*WHAT THE TASK ASKS*
Below are some records; quote exactly the lines from the one that contains "Find the rosemary" through the one that contains "Find the arched", inclusive, and no others.

*RAW DATA*
----
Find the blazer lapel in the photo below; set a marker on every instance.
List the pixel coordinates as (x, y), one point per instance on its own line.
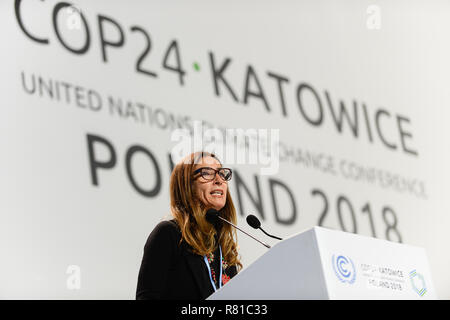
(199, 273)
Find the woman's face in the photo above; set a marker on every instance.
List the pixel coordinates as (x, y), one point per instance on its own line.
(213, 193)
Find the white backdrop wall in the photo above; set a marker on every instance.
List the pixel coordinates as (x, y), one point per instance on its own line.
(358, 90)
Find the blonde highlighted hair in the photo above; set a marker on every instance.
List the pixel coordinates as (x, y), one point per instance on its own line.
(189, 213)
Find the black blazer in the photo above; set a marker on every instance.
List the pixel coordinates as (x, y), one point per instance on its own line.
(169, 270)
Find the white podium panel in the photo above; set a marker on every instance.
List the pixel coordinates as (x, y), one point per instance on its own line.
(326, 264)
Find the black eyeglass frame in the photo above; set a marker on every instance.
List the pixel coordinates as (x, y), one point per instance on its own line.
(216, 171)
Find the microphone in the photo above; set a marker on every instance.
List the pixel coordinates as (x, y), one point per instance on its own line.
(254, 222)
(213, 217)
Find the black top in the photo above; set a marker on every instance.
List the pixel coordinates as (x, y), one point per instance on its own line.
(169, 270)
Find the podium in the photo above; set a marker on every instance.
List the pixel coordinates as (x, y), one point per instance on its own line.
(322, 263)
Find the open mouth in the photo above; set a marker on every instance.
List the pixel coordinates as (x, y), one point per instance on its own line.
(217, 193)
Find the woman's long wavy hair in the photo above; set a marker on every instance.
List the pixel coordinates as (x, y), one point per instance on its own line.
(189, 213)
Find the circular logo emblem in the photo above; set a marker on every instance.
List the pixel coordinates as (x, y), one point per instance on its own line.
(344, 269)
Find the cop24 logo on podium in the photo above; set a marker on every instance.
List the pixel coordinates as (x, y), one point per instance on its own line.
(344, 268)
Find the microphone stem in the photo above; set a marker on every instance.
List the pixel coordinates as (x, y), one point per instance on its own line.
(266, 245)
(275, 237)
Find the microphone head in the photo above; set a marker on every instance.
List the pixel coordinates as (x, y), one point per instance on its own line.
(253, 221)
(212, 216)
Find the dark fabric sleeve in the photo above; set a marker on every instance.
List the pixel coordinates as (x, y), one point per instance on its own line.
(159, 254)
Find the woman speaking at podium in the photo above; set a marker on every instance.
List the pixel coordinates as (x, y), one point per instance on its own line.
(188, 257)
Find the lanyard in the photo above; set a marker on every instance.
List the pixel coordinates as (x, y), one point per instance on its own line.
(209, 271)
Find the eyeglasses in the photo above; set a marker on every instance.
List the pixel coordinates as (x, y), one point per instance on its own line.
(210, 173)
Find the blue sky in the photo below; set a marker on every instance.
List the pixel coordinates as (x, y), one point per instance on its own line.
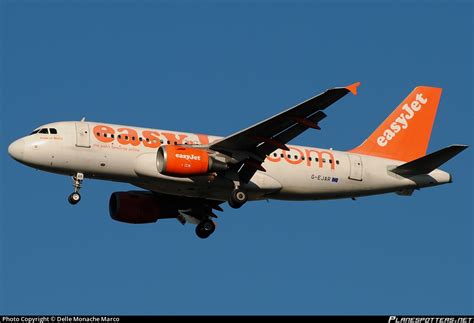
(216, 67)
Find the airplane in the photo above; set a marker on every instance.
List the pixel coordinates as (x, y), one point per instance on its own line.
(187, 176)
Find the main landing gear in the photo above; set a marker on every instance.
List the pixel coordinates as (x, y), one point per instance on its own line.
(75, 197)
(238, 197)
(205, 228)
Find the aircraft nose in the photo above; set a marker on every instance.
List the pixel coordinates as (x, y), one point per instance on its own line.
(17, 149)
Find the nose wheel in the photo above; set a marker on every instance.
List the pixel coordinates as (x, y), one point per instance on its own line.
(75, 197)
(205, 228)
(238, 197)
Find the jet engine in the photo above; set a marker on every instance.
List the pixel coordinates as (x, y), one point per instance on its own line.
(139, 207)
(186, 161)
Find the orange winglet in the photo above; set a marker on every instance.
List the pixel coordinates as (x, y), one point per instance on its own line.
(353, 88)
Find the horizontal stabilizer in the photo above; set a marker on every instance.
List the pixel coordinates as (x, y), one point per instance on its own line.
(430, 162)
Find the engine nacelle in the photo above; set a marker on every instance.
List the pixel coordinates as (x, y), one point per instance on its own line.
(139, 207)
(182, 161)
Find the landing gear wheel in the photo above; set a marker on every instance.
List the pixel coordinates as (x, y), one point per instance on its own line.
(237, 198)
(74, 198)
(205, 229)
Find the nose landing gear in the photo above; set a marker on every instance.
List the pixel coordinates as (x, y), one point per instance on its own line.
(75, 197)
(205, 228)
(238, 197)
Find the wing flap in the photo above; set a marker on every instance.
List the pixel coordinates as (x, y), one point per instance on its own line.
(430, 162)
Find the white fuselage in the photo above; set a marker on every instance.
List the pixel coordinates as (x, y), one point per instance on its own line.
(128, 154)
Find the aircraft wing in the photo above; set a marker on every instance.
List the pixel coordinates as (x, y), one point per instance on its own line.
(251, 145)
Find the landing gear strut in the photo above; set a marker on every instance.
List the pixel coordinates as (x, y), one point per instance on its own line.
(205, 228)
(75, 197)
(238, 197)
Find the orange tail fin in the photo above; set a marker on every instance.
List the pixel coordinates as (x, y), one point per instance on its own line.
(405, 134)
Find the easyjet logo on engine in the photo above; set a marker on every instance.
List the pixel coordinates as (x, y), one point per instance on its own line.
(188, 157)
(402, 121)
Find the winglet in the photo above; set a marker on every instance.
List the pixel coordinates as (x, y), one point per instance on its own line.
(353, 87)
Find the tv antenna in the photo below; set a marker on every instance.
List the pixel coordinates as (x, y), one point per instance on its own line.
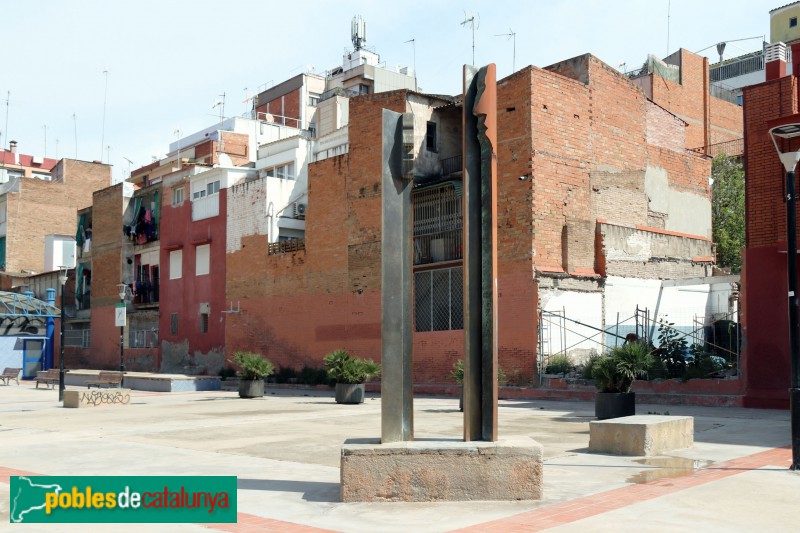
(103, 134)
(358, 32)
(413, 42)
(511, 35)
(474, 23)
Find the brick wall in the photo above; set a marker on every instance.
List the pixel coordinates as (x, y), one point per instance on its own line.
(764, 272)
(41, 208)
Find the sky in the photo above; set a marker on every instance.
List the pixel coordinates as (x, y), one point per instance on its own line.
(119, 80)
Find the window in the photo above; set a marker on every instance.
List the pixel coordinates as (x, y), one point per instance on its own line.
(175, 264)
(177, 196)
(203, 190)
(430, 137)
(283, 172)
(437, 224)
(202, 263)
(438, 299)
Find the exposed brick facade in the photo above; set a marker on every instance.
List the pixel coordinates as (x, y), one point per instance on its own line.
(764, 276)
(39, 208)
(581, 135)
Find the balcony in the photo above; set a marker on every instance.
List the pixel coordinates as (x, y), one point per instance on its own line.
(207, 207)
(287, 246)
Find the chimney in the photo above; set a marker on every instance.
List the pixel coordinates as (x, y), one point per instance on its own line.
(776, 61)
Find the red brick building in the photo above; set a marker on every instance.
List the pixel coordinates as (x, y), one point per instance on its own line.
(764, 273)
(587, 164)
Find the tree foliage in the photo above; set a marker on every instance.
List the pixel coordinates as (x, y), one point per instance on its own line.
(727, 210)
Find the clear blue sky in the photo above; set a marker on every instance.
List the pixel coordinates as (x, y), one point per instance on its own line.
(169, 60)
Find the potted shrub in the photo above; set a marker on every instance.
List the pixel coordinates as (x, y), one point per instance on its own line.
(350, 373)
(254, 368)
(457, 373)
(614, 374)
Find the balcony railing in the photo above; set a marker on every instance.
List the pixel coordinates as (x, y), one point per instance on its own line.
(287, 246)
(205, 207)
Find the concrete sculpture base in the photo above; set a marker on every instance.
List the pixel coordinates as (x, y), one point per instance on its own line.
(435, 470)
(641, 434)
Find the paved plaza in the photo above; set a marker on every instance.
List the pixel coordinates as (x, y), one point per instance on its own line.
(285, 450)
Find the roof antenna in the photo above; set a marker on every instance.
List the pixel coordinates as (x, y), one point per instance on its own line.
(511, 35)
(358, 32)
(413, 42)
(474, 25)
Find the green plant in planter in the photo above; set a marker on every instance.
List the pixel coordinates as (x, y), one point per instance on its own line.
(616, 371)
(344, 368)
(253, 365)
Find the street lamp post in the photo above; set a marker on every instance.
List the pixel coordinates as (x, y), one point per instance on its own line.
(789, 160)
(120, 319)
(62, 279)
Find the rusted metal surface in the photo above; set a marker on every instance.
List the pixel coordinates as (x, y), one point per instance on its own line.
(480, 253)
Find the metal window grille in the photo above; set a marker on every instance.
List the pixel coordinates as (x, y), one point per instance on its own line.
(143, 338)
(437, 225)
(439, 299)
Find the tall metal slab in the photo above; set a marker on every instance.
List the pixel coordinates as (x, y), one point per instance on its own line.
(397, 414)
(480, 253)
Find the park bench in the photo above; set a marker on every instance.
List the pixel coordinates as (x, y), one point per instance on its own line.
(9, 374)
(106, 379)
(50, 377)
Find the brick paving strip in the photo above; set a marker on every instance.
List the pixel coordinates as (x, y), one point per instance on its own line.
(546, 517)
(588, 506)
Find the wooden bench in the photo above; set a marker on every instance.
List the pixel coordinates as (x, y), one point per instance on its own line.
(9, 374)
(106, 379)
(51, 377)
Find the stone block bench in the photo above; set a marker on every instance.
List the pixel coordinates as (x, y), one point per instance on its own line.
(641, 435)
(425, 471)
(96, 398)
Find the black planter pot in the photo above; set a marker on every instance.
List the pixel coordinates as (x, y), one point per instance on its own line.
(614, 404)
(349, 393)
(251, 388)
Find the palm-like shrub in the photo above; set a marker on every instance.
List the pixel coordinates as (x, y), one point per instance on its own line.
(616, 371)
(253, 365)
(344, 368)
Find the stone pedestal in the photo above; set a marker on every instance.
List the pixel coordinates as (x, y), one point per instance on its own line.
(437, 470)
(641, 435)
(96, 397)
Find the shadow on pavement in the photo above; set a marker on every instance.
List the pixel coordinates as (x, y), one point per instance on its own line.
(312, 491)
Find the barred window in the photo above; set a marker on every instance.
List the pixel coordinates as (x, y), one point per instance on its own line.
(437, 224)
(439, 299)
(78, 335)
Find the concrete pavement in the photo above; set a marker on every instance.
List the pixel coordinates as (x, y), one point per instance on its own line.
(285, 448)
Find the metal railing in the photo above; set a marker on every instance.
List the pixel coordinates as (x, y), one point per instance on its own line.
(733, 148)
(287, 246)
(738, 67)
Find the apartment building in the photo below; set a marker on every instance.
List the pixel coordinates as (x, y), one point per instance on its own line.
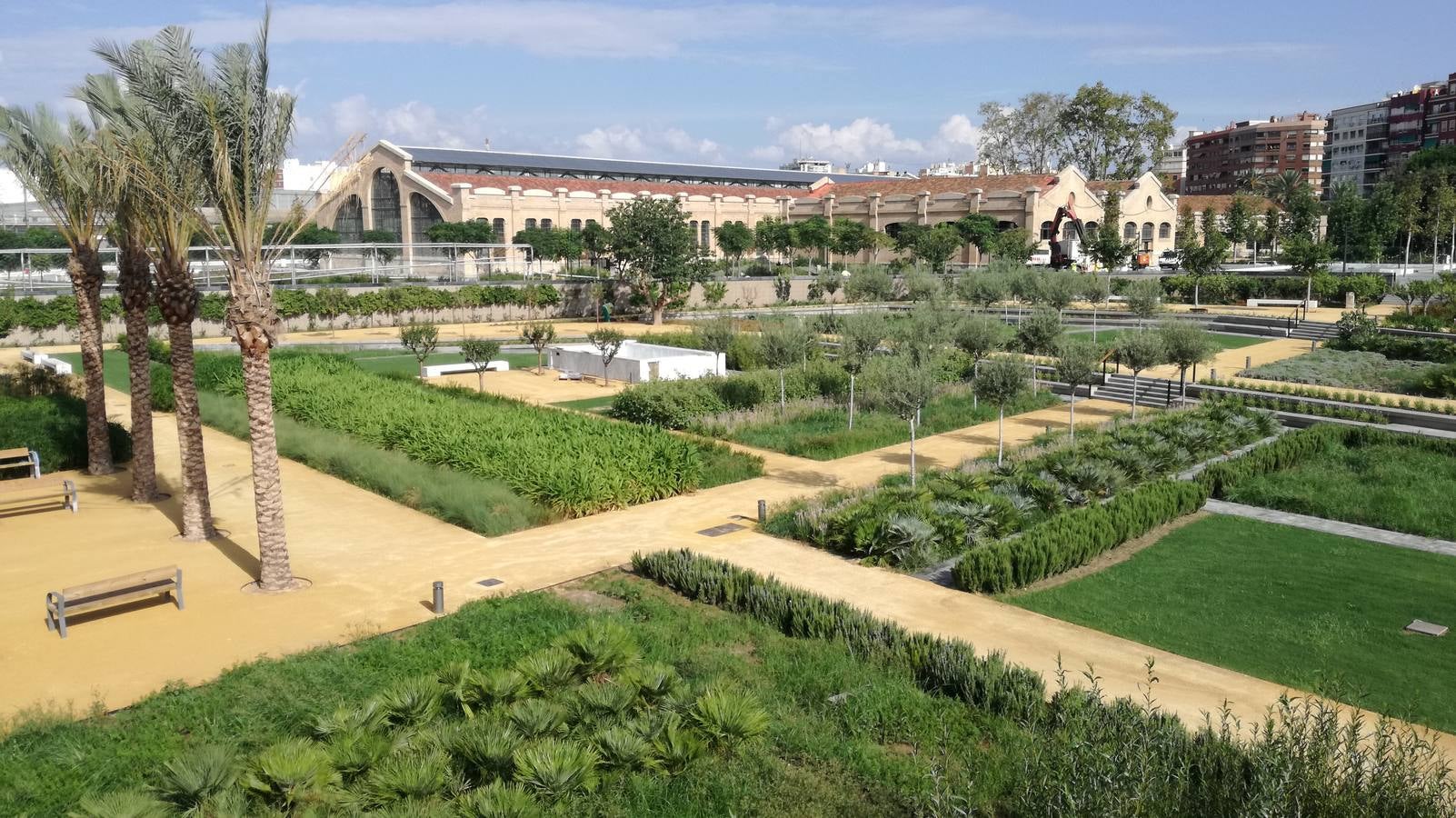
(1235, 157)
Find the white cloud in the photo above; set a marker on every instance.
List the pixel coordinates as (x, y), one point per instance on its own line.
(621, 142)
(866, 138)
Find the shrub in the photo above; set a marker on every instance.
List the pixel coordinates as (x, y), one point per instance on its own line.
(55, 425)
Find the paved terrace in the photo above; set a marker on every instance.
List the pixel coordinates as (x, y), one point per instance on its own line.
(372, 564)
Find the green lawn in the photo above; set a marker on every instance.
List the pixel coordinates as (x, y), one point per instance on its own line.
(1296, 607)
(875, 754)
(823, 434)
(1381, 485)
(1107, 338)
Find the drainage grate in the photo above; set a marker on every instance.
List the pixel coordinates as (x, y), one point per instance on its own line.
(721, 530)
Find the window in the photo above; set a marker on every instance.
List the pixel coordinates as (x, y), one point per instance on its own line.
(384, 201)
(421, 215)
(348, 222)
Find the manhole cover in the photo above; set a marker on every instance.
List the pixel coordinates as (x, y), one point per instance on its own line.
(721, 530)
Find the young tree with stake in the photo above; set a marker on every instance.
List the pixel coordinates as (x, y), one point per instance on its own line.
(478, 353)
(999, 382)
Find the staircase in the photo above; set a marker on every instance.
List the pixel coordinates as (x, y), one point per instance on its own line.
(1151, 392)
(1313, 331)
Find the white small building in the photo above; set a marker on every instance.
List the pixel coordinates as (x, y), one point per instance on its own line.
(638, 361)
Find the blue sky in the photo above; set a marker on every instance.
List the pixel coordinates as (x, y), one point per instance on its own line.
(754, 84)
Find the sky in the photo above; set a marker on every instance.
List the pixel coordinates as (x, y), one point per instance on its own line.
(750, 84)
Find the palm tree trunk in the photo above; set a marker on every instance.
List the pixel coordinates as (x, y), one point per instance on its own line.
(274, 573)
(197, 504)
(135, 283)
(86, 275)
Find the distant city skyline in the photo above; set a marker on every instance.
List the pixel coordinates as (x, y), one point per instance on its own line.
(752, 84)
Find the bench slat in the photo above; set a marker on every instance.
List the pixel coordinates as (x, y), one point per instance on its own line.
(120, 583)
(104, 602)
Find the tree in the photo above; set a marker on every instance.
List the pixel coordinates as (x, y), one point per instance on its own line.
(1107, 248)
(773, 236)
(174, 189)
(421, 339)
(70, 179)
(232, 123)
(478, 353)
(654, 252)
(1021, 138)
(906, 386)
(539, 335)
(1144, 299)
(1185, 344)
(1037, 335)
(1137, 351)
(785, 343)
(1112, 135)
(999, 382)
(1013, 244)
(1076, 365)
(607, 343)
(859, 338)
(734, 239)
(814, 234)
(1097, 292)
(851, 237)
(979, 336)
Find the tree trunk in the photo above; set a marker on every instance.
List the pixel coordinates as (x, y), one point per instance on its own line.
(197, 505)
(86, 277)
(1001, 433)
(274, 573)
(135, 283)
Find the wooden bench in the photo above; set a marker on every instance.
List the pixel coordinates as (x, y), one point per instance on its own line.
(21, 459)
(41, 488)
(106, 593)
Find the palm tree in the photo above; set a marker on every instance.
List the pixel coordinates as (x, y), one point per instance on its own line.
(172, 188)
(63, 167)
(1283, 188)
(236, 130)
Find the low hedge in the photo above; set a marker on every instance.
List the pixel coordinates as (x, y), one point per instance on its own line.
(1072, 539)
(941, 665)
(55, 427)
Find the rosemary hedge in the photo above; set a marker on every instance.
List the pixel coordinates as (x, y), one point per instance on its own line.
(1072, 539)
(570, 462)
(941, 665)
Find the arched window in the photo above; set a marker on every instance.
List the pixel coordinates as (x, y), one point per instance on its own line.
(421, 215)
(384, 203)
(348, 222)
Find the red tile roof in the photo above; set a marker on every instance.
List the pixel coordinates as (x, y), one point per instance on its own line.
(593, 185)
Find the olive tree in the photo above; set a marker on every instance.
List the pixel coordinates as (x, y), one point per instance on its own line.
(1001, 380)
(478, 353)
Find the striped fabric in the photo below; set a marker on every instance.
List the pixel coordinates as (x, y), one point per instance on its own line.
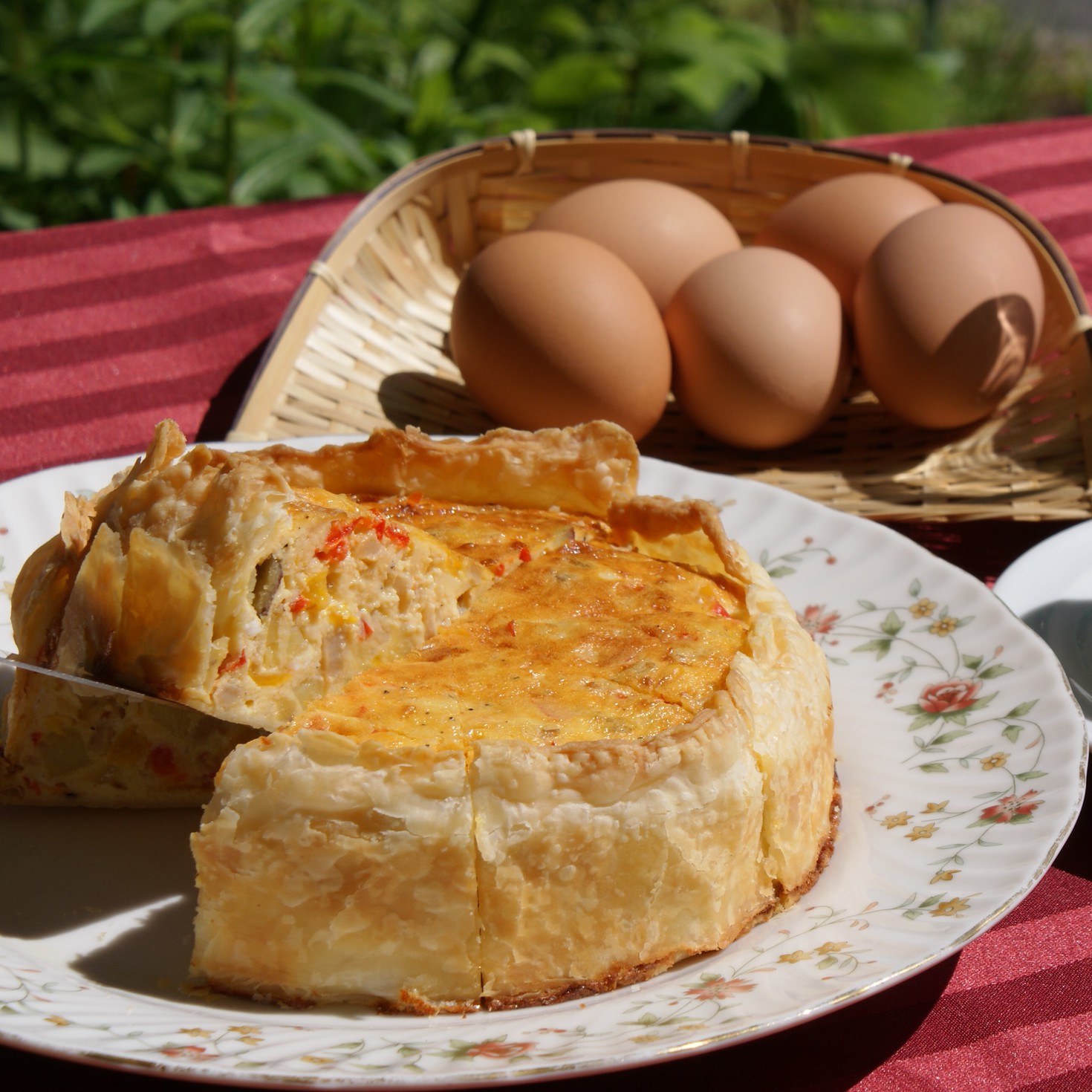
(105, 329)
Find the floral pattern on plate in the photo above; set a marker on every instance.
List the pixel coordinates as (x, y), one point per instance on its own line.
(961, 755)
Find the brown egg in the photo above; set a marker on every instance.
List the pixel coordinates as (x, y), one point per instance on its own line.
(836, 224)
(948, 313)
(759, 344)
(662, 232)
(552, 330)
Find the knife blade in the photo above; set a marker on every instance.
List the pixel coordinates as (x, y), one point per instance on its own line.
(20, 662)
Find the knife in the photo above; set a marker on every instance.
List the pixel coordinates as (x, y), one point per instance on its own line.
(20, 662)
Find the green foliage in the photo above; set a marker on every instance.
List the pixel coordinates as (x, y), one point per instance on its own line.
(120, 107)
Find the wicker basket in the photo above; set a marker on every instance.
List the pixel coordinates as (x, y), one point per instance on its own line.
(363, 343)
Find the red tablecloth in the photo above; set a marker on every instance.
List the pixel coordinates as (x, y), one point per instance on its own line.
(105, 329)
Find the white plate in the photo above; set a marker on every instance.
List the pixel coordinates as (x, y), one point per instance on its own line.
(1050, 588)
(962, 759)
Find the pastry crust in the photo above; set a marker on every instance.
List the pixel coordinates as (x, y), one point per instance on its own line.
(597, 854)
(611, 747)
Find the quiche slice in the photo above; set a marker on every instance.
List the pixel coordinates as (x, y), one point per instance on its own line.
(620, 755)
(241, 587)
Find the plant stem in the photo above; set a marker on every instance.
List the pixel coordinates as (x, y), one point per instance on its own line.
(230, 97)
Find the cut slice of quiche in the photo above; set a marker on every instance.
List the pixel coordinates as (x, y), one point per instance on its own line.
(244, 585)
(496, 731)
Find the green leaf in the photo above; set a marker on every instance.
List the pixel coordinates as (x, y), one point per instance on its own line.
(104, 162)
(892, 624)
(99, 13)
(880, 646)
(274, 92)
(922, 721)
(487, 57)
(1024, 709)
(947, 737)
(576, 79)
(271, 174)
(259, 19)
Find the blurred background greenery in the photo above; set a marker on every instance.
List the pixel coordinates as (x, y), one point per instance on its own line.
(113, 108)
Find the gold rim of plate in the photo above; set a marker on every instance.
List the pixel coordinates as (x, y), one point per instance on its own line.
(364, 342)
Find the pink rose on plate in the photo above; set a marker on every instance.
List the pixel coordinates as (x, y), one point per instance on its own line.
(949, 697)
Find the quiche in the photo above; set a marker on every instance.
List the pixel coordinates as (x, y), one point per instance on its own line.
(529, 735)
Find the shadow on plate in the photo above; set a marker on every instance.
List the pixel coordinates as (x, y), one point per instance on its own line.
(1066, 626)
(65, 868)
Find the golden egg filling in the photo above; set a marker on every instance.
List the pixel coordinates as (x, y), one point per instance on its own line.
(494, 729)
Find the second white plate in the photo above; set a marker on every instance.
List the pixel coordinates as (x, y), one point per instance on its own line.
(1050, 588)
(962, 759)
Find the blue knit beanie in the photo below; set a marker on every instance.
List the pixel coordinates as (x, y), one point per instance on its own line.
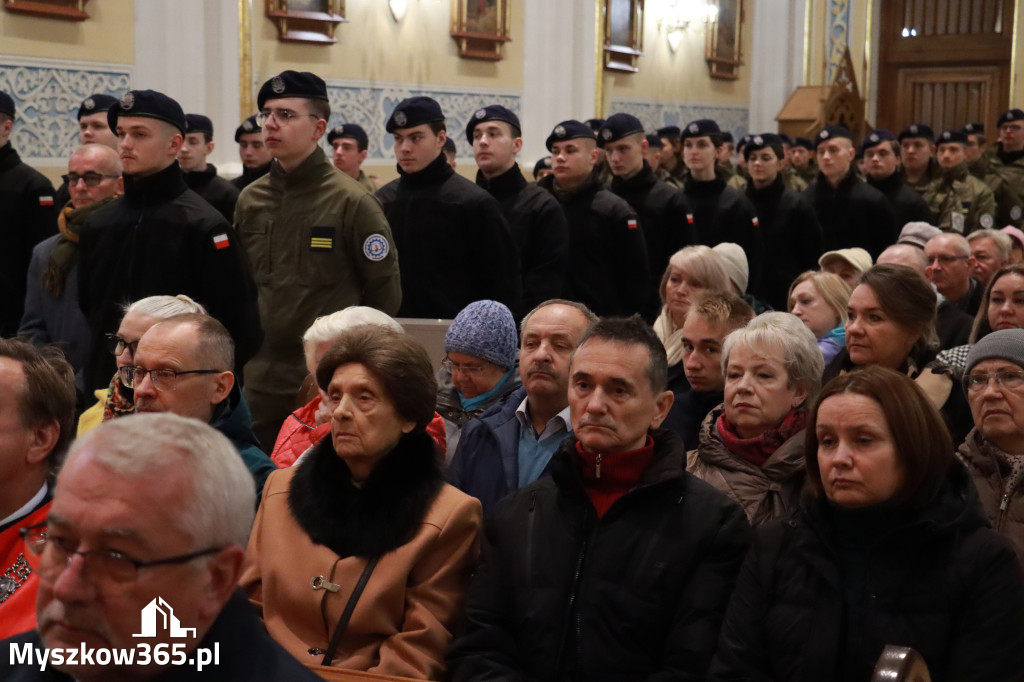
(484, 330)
----
*TASK ANSWER*
Find the rosemary hedge in the photo above; set a marker on every instance.
List the pixel coordinates as (x, y), one point per instance on its own line.
(1072, 539)
(570, 462)
(941, 665)
Find the arched window in the photo above; set a marker on every instance.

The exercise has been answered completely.